(TEXTE SOURCE)
-=-=-=-=-

A l'instar de l'USFP, le 23 mars se livre à une sorte de révision idéologique et politique et adopte la voie démocratique pour le changement sous la surveillance du Makhzen qui garde toutes les cartes en main, la carte de la répression, de la détention des militants en prison et des marges démocratiques qui se traduisent par des élections dirigées et surveillées de très près afin d'avoir un paysage politique qui convient au Makhzen qui est le maître du jeu. Les marges démocratiques permettent une « respiration » intellectuelle qui se traduit par la publication de revues diverses et du Journal Anoual entre autres. La monarchie makhzenienne réussit à maîtriser la marge dite démocratique, sans permettre aucune contestation partisane ou populaire. La répression de 1981 et de 1984 sont la démonstration par les faits que le maître des rapports de forces dans la politique marocaine est bel et bien la monarchie makhzenienne absolue. A travers cette répression massive, le pouvoir renvoie pour la énième fois un message clair, consistant à réaffirmer qu'il y a des lignes rouges à cette marge démocratique, sous surveillance, qu'il ne faut pas essayer de franchir. L'arrestation de Abderrahim Boubid et de Noubir Al Amaoui, successivement le secrétaire général de L'USFP et le secrétaire général de la CDT (confédération démocratique du travail) est le message par les faits que le roi ne tolère aucune contestation ni aucune critique de sa politique, y compris de ses proches et encore moins venant des rangs de l’opposition. En réprimant durement toutes les contestations, le Makhzen donne l'impression qu'il ferme toutes les portes au dialogue et à la réconciliation. Ce n'est évidemment pas le cas, car cette fois-ci pour son image notamment à l'étranger, il n'interdit pas les journaux ni les Partis politiques, il use de ses manœuvres pour montrer qu'il ne renonce pas au « processus démocratique »et que le pays sera gouverné par le ou les Partis politiques majoritaires dans le pays à l'issue des élections, les élections dont les résultats sont connus d'avance, avant même le scrutin, dans les bureaux du ministère de l'intérieur.

 

C'est dans ce contexte que le 23 mars sort de la clandestinité, change de nom et devient l'OADP (Organisation d'action démocratique populaire), organise son premier congrès qui entérine son programme avec le slogan pour la démocratisation de l’État et de la société. Il est à noter que ce slogan-programme ne diffère pas beaucoup de ceux du reste de l’opposition, je parle de L'USFP, du PPS et même du Parti de l'Istiklal. Ces quatre Partis qui vont constituer La Koutla une sorte de rassemblement national pour peser dans les négociations avec le Makhzen.

-=-=-=-=-

(Données enregistrées)
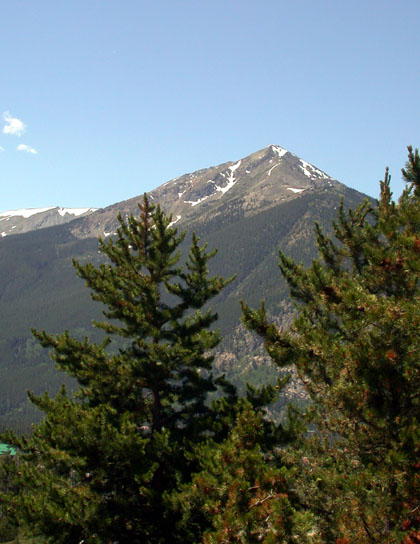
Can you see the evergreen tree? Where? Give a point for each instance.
(99, 466)
(355, 345)
(244, 490)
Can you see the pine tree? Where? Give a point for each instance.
(244, 491)
(99, 466)
(355, 345)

-=-=-=-=-

(OBJECTIF 1) D'après le texte source, quel nouveau nom le 23 mars adopte-t-il en sortant de la clandestinité ?
(OBJECTIF 2) Reproduisez fidèlement le passage du texte source qui s'ouvre sur les mots « C'est dans ce » et se clôt sur « avec le Makhzen. ».

(RÉSULTAT DE LA TÂCHE 1) Il devient l'OADP (Organisation d'action démocratique populaire).

(RÉSULTAT DE LA TÂCHE 2)
C'est dans ce contexte que le 23 mars sort de la clandestinité, change de nom et devient l'OADP (Organisation d'action démocratique populaire), organise son premier congrès qui entérine son programme avec le slogan pour la démocratisation de l’État et de la société. Il est à noter que ce slogan-programme ne diffère pas beaucoup de ceux du reste de l’opposition, je parle de L'USFP, du PPS et même du Parti de l'Istiklal. Ces quatre Partis qui vont constituer La Koutla une sorte de rassemblement national pour peser dans les négociations avec le Makhzen.